● Aim
Give back exactly the lines from the one containing "For the white face" through the end of the records, including both, and no others.

== Working data

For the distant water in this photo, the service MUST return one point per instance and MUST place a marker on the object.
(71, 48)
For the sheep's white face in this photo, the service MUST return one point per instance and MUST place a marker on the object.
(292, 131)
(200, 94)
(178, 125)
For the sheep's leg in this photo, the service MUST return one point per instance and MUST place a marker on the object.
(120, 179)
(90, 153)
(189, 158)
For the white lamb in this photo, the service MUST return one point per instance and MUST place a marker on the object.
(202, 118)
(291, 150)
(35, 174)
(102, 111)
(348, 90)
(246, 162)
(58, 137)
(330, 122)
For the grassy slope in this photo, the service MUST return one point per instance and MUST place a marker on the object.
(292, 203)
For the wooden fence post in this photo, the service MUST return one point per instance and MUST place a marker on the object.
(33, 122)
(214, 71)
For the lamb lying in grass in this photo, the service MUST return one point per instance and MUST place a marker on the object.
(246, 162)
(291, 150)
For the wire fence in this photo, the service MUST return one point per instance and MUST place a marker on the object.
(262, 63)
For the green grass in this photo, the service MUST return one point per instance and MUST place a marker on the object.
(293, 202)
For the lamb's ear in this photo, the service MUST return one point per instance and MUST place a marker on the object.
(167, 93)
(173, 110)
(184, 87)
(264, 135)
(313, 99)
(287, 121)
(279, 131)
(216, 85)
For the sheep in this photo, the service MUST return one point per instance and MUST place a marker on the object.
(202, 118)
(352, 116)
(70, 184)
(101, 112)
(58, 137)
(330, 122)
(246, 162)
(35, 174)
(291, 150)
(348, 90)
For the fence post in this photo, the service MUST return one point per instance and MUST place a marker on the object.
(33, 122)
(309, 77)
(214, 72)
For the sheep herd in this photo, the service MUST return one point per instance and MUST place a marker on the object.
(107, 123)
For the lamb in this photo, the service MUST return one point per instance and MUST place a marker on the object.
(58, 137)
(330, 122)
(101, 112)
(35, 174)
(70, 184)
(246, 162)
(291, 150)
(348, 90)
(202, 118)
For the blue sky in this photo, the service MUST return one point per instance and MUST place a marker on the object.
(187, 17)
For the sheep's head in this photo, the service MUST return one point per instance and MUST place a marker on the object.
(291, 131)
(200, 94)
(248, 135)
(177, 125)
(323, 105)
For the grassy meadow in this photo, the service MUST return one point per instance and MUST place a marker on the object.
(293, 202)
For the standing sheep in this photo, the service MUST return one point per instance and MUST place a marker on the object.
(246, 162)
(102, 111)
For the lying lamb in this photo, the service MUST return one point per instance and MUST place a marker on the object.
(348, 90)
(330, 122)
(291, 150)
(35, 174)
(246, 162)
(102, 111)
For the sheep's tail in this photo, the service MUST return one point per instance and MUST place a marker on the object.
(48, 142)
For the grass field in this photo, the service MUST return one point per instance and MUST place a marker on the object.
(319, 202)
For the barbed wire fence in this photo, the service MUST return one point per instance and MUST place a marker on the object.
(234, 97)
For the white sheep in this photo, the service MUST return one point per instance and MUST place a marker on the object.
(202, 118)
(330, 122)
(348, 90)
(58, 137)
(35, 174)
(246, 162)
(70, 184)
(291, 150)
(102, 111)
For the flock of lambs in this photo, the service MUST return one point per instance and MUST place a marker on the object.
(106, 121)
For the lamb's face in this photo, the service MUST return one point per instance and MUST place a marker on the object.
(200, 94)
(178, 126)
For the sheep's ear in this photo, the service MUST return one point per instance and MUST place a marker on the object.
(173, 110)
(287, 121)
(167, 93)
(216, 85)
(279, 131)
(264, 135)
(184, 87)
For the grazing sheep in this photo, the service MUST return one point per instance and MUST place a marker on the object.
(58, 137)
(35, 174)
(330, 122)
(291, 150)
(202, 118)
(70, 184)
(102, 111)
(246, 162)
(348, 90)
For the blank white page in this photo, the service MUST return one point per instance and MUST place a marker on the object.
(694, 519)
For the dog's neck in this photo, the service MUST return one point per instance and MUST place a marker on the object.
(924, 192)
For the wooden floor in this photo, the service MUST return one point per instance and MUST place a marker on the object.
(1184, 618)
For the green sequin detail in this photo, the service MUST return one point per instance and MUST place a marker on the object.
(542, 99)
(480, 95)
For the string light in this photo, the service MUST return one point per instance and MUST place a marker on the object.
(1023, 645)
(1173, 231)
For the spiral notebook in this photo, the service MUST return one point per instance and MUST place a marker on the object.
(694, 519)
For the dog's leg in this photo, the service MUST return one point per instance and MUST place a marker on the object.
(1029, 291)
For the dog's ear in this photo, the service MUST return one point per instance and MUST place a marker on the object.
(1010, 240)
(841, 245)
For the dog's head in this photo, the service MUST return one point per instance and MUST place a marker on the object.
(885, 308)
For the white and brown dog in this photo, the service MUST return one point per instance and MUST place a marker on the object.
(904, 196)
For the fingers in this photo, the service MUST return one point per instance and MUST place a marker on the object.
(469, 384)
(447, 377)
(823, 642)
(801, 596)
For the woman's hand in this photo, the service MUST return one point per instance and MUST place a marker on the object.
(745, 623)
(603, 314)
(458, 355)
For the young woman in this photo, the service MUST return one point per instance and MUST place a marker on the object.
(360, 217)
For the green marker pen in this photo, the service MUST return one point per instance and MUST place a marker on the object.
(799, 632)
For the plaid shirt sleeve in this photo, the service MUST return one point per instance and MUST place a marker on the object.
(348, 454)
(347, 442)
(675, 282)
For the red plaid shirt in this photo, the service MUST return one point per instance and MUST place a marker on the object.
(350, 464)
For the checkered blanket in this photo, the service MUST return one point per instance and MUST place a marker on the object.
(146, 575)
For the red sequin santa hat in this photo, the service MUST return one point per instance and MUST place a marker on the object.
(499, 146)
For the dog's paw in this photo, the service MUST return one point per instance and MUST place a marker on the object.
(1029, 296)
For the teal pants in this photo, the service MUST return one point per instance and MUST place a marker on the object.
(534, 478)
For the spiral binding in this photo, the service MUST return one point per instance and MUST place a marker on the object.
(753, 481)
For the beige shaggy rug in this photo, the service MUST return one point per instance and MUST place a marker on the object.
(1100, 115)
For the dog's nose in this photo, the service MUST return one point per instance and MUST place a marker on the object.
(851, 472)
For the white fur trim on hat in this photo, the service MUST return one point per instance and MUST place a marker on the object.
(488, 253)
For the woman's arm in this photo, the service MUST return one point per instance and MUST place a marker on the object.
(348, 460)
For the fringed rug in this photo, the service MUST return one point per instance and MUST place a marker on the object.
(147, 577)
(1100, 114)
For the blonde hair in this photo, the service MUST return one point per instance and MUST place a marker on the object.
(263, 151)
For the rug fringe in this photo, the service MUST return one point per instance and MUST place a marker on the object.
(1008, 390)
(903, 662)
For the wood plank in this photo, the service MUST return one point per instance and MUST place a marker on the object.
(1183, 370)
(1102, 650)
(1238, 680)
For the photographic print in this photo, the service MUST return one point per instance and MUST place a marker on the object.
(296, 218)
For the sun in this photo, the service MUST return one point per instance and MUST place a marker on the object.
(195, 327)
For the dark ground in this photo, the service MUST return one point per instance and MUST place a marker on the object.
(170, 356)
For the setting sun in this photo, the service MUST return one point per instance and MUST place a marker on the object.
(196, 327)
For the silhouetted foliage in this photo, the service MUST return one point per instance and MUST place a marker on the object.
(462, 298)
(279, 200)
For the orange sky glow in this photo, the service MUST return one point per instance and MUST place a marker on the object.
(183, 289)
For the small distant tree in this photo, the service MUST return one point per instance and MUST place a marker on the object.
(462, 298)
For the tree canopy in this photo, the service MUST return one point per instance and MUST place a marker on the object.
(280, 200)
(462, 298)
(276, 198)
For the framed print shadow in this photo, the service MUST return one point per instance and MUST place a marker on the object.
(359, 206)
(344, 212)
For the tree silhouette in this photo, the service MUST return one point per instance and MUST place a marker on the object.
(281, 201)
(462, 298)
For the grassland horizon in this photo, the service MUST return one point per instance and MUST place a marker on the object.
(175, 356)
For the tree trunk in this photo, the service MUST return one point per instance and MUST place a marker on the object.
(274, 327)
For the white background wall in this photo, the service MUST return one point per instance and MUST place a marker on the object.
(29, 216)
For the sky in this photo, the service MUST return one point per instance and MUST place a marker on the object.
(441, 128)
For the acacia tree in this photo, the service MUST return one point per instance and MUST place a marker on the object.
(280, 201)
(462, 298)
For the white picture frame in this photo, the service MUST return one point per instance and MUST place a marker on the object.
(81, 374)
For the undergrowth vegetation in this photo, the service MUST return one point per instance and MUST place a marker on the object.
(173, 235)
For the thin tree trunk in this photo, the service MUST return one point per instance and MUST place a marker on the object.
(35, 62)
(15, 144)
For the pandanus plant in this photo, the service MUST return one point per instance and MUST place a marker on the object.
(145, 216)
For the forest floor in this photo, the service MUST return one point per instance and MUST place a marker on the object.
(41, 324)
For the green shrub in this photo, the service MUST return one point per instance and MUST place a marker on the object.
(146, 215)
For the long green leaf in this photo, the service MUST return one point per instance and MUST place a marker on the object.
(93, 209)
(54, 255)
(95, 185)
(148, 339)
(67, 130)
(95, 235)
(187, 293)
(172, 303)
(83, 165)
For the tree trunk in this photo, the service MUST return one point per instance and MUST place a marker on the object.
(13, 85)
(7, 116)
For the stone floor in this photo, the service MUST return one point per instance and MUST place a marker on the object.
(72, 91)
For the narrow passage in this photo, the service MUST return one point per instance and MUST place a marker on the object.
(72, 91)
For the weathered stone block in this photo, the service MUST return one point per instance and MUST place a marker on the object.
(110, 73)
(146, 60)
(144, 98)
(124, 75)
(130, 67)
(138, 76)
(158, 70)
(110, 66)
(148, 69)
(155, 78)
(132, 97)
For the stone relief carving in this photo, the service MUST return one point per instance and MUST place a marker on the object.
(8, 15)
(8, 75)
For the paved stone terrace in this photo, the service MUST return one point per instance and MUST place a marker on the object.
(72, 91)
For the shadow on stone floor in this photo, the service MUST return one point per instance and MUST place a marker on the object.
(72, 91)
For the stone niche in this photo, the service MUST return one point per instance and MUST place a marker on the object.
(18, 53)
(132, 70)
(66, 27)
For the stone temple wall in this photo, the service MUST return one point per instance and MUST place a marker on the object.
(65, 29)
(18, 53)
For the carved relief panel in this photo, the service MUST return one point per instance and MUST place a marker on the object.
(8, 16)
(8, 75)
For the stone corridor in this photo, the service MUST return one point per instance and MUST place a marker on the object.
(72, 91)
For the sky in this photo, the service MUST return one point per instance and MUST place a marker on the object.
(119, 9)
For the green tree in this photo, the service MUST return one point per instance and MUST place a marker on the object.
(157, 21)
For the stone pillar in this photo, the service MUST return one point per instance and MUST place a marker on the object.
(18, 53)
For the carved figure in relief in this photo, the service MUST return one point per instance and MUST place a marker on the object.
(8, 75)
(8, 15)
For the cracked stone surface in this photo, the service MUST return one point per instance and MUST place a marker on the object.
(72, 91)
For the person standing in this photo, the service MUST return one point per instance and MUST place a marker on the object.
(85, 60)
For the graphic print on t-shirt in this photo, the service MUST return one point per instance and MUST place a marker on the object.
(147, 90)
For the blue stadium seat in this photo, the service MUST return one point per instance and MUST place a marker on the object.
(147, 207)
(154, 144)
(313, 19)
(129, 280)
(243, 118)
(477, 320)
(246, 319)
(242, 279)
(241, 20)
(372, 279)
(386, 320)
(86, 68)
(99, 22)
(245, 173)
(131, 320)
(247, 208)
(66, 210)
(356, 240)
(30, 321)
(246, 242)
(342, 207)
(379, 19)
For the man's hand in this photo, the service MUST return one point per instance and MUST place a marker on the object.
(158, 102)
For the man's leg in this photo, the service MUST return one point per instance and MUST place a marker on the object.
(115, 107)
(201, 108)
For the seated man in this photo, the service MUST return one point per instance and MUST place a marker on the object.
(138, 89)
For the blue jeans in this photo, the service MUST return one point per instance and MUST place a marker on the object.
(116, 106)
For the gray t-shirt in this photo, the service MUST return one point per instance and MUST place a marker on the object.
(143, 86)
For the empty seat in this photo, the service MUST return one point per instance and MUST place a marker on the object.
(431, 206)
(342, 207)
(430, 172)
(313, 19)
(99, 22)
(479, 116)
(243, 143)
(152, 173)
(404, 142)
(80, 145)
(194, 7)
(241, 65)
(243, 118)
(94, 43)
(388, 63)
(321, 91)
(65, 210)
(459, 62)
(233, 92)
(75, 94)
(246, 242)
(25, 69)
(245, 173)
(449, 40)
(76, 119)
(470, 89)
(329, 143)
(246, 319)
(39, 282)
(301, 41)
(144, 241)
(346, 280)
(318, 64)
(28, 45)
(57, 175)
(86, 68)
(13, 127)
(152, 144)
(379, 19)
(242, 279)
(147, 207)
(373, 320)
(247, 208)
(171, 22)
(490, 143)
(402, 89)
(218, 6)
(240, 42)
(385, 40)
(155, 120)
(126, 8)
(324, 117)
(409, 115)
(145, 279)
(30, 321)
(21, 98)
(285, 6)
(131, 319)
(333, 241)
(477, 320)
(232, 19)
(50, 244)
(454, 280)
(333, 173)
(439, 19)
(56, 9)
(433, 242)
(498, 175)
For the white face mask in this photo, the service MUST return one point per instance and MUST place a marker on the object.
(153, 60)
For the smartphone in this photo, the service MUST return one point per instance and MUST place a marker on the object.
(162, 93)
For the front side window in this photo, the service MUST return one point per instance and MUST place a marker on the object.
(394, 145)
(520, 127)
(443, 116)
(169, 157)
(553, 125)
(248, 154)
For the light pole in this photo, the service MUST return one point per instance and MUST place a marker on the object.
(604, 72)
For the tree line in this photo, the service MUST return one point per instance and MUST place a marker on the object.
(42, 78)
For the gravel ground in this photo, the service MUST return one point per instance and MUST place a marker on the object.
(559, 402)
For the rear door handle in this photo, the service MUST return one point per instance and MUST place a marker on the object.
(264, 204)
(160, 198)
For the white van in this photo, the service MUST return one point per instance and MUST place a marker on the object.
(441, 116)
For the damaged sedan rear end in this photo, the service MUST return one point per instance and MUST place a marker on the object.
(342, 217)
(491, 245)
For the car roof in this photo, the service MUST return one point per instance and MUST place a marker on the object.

====

● Solution to this exercise
For the white face mask in this photo, the service MUST return one point per instance and MUST place a marker on the object.
(153, 60)
For the smartphone in this photo, the service MUST return one point per instance and MUST place a marker on the object.
(162, 93)
For the front side window in this photo, the service MUST return one point per instance and MUST place a marker on the object.
(394, 145)
(520, 127)
(443, 116)
(169, 157)
(553, 125)
(248, 154)
For the light pole in this photo, the service MUST return one point per instance and MUST place a marker on the object.
(604, 72)
For the tree line in this photo, the service MUST return one point per instance and MUST place a marker on the object.
(42, 78)
For the gravel ground in this photo, the service MUST return one point per instance and MUST place a marker on the object.
(559, 402)
For the rear door handle in this photo, the service MUST return one point per instance and MUST place a marker on the object.
(264, 204)
(160, 198)
For the white van in this photo, the service MUST return one point per instance and MUST place a marker on the object.
(441, 116)
For the damaged sedan rear end in this photo, the service MUST return one point per instance and MUST place a marker on the object.
(342, 217)
(491, 245)
For the car roof in this photo, the service MUST return one point per instance and MUST place a marker on the object.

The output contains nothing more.